### Records ###
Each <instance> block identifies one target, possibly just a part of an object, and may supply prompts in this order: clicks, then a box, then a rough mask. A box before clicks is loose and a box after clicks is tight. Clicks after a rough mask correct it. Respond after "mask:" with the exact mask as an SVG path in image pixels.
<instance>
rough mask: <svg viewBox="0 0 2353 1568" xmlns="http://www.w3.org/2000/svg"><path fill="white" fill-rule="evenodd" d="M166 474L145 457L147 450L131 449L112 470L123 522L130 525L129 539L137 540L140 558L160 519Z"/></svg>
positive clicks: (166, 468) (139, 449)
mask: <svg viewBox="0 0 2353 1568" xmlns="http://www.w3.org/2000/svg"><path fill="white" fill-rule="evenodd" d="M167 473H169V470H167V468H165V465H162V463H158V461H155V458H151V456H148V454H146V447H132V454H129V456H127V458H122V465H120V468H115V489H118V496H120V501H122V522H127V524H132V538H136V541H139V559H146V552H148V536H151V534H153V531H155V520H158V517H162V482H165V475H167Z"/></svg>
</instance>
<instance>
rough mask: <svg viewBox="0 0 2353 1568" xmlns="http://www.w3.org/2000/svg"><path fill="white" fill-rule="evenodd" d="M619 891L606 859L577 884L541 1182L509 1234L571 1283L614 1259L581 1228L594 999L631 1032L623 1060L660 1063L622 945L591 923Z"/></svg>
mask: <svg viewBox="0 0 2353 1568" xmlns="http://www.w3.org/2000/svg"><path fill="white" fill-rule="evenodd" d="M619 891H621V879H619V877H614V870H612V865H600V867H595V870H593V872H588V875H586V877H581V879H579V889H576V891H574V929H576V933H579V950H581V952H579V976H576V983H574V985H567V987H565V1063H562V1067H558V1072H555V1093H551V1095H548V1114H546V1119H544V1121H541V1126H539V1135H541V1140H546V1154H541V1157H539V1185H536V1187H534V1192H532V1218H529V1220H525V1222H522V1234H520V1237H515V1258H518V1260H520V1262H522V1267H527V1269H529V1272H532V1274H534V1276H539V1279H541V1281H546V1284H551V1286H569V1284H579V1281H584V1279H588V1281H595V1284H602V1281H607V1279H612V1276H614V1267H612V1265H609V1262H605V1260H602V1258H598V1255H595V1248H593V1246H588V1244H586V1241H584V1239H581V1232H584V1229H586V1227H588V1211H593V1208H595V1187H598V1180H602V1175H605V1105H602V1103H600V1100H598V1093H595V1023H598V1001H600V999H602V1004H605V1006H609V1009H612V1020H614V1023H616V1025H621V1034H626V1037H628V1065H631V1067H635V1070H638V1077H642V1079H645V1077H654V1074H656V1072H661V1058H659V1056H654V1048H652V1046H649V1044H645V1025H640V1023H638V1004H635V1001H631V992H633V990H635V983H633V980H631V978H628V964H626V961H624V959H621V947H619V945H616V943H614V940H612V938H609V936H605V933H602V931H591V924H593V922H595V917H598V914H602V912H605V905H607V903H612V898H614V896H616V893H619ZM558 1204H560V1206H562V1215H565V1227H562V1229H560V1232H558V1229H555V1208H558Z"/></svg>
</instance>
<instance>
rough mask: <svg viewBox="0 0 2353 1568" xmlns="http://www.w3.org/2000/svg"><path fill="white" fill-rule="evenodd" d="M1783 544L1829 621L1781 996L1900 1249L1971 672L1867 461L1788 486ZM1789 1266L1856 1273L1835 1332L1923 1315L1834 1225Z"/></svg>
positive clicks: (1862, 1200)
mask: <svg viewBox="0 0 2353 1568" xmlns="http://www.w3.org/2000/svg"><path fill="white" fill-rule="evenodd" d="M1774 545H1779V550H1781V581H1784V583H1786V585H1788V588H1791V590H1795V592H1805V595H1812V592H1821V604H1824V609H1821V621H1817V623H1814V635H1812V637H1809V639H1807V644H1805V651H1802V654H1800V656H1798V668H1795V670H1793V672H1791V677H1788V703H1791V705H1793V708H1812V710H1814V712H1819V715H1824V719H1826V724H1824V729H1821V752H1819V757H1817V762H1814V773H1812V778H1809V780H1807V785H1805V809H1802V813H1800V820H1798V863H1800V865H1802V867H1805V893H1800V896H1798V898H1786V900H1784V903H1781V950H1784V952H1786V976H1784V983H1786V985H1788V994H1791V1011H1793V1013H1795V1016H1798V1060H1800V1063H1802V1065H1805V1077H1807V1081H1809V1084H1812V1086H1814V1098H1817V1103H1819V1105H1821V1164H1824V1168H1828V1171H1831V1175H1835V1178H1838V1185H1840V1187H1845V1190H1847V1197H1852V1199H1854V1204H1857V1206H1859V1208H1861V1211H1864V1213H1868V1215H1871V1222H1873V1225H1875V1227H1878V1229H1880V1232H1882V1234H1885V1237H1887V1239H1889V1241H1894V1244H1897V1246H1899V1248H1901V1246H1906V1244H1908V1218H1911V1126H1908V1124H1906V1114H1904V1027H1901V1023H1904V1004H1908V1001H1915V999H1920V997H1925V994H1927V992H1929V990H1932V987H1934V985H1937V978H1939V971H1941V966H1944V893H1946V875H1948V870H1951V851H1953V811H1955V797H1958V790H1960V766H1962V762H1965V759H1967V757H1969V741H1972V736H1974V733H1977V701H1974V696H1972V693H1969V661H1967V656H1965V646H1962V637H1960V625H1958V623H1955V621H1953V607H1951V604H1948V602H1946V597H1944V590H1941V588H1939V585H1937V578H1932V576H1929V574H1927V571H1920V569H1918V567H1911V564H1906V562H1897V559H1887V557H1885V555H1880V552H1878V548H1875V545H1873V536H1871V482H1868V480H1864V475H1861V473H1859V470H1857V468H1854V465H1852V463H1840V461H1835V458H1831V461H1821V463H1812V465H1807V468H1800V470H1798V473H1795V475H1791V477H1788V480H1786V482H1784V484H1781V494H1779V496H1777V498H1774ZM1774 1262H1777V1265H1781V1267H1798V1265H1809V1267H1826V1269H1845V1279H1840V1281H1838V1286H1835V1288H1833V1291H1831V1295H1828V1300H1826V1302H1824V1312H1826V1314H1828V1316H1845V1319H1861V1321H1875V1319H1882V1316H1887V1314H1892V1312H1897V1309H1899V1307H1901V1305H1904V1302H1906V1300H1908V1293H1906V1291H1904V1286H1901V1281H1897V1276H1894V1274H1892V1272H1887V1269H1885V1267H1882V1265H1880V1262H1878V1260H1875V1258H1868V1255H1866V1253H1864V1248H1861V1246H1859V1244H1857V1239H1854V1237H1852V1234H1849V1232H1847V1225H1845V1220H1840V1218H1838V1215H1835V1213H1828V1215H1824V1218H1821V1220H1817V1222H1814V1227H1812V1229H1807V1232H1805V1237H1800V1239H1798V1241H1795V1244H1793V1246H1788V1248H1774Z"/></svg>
###
* [What is needed]:
Reproduce the whole listing above, line for line, without changing anything.

* [Answer to the problem]:
Each <instance> block identifies one target, possibly just a part of an object, and may supply prompts in this order: clicks, then a box, then a rough mask. A box before clicks is loose and a box after clicks is tight. Clicks after a rough mask correct it. Respond after "mask:" with the exact mask as an SVG path in image pixels.
<instance>
rough mask: <svg viewBox="0 0 2353 1568" xmlns="http://www.w3.org/2000/svg"><path fill="white" fill-rule="evenodd" d="M166 474L145 457L147 450L131 449L112 470L123 522L130 525L129 539L137 540L140 558L160 519Z"/></svg>
positive clicks: (166, 468) (139, 449)
mask: <svg viewBox="0 0 2353 1568" xmlns="http://www.w3.org/2000/svg"><path fill="white" fill-rule="evenodd" d="M167 473H169V470H167V468H165V465H162V463H158V461H155V458H151V456H148V454H146V447H132V454H129V456H127V458H122V465H120V468H115V489H118V496H120V501H122V522H127V524H132V538H136V541H139V559H146V552H148V536H151V534H153V531H155V520H158V517H162V482H165V475H167Z"/></svg>
</instance>
<instance>
rough mask: <svg viewBox="0 0 2353 1568" xmlns="http://www.w3.org/2000/svg"><path fill="white" fill-rule="evenodd" d="M619 891L606 859L577 884L541 1182L509 1234L571 1283L614 1259L581 1228L594 999L631 1032L623 1060L660 1063L622 945L591 923Z"/></svg>
mask: <svg viewBox="0 0 2353 1568" xmlns="http://www.w3.org/2000/svg"><path fill="white" fill-rule="evenodd" d="M619 891H621V879H619V877H614V870H612V865H600V867H595V870H593V872H588V875H586V877H581V879H579V889H576V891H574V929H576V933H579V950H581V952H579V976H576V983H574V985H567V987H565V1063H562V1067H558V1072H555V1093H551V1095H548V1114H546V1119H544V1121H541V1126H539V1135H541V1140H546V1154H541V1157H539V1185H536V1187H534V1192H532V1218H529V1220H525V1222H522V1234H520V1237H515V1258H518V1260H520V1262H522V1267H527V1269H529V1272H532V1274H534V1276H539V1279H541V1281H546V1284H551V1286H569V1284H579V1281H584V1279H588V1281H595V1284H602V1281H607V1279H612V1276H614V1267H612V1265H609V1262H605V1260H602V1258H598V1255H595V1248H593V1246H588V1244H586V1241H584V1239H581V1232H584V1229H586V1227H588V1211H593V1208H595V1187H598V1180H602V1175H605V1105H602V1103H600V1100H598V1093H595V1023H598V1001H600V999H602V1004H605V1006H609V1009H612V1020H614V1023H616V1025H621V1034H626V1037H628V1065H631V1067H635V1070H638V1077H642V1079H645V1077H654V1074H656V1072H661V1058H659V1056H654V1048H652V1046H649V1044H645V1025H640V1023H638V1004H635V1001H631V992H633V990H635V983H633V980H631V978H628V964H626V961H624V959H621V947H619V945H616V943H614V940H612V938H609V936H605V933H602V931H591V924H593V922H595V917H598V914H602V912H605V905H607V903H612V898H614V896H616V893H619ZM558 1204H560V1206H562V1215H565V1227H562V1229H560V1232H558V1229H555V1208H558Z"/></svg>
</instance>
<instance>
rough mask: <svg viewBox="0 0 2353 1568" xmlns="http://www.w3.org/2000/svg"><path fill="white" fill-rule="evenodd" d="M1783 544L1829 621L1781 996L1900 1249L1971 672L1867 461L1788 486ZM1789 1266L1856 1273L1835 1332L1923 1315L1834 1225Z"/></svg>
positive clicks: (1862, 1200)
mask: <svg viewBox="0 0 2353 1568" xmlns="http://www.w3.org/2000/svg"><path fill="white" fill-rule="evenodd" d="M1774 545H1779V550H1781V581H1784V583H1786V585H1788V588H1791V590H1795V592H1805V595H1812V592H1821V604H1824V609H1821V621H1817V623H1814V635H1812V637H1809V639H1807V644H1805V651H1802V654H1800V656H1798V668H1795V670H1793V672H1791V677H1788V703H1791V705H1793V708H1812V710H1814V712H1819V715H1824V719H1826V724H1824V729H1821V752H1819V757H1817V762H1814V773H1812V778H1809V780H1807V785H1805V809H1802V813H1800V820H1798V863H1800V865H1802V867H1805V893H1800V896H1798V898H1786V900H1784V903H1781V950H1784V952H1786V976H1784V983H1786V985H1788V994H1791V1011H1793V1013H1795V1016H1798V1060H1800V1063H1802V1065H1805V1077H1807V1081H1809V1084H1812V1086H1814V1098H1817V1103H1819V1105H1821V1164H1824V1168H1828V1171H1831V1175H1835V1178H1838V1185H1840V1187H1845V1190H1847V1197H1852V1199H1854V1204H1857V1206H1859V1208H1861V1211H1864V1213H1868V1215H1871V1222H1873V1225H1875V1227H1878V1229H1880V1232H1882V1234H1885V1237H1887V1239H1889V1241H1894V1244H1897V1246H1899V1248H1901V1246H1906V1244H1908V1218H1911V1126H1908V1124H1906V1114H1904V1027H1901V1023H1904V1004H1908V1001H1915V999H1920V997H1925V994H1927V992H1929V990H1932V987H1934V985H1937V978H1939V971H1941V966H1944V893H1946V875H1948V870H1951V851H1953V811H1955V797H1958V790H1960V766H1962V762H1965V759H1967V757H1969V741H1972V736H1974V733H1977V701H1974V696H1972V693H1969V661H1967V656H1965V646H1962V637H1960V625H1958V623H1955V621H1953V607H1951V604H1948V602H1946V597H1944V590H1941V588H1939V585H1937V578H1932V576H1929V574H1927V571H1920V569H1918V567H1911V564H1906V562H1897V559H1887V557H1885V555H1880V552H1878V548H1875V545H1873V536H1871V482H1868V480H1864V475H1861V473H1859V470H1857V468H1854V465H1852V463H1840V461H1835V458H1831V461H1821V463H1812V465H1807V468H1800V470H1798V473H1795V475H1791V477H1788V480H1786V482H1784V484H1781V494H1779V496H1777V498H1774ZM1774 1262H1777V1265H1781V1267H1798V1265H1809V1267H1826V1269H1845V1279H1840V1281H1838V1286H1835V1288H1833V1291H1831V1295H1828V1300H1826V1302H1824V1312H1826V1314H1828V1316H1845V1319H1861V1321H1875V1319H1882V1316H1887V1314H1892V1312H1897V1309H1899V1307H1901V1305H1904V1302H1906V1300H1908V1293H1906V1291H1904V1286H1901V1281H1897V1276H1894V1274H1892V1272H1887V1269H1885V1267H1882V1265H1880V1262H1878V1260H1875V1258H1868V1255H1866V1253H1864V1248H1861V1246H1859V1244H1857V1239H1854V1237H1852V1234H1849V1232H1847V1225H1845V1220H1840V1218H1838V1215H1835V1213H1828V1215H1824V1218H1821V1220H1817V1222H1814V1227H1812V1229H1807V1232H1805V1237H1800V1239H1798V1241H1795V1244H1793V1246H1788V1248H1774Z"/></svg>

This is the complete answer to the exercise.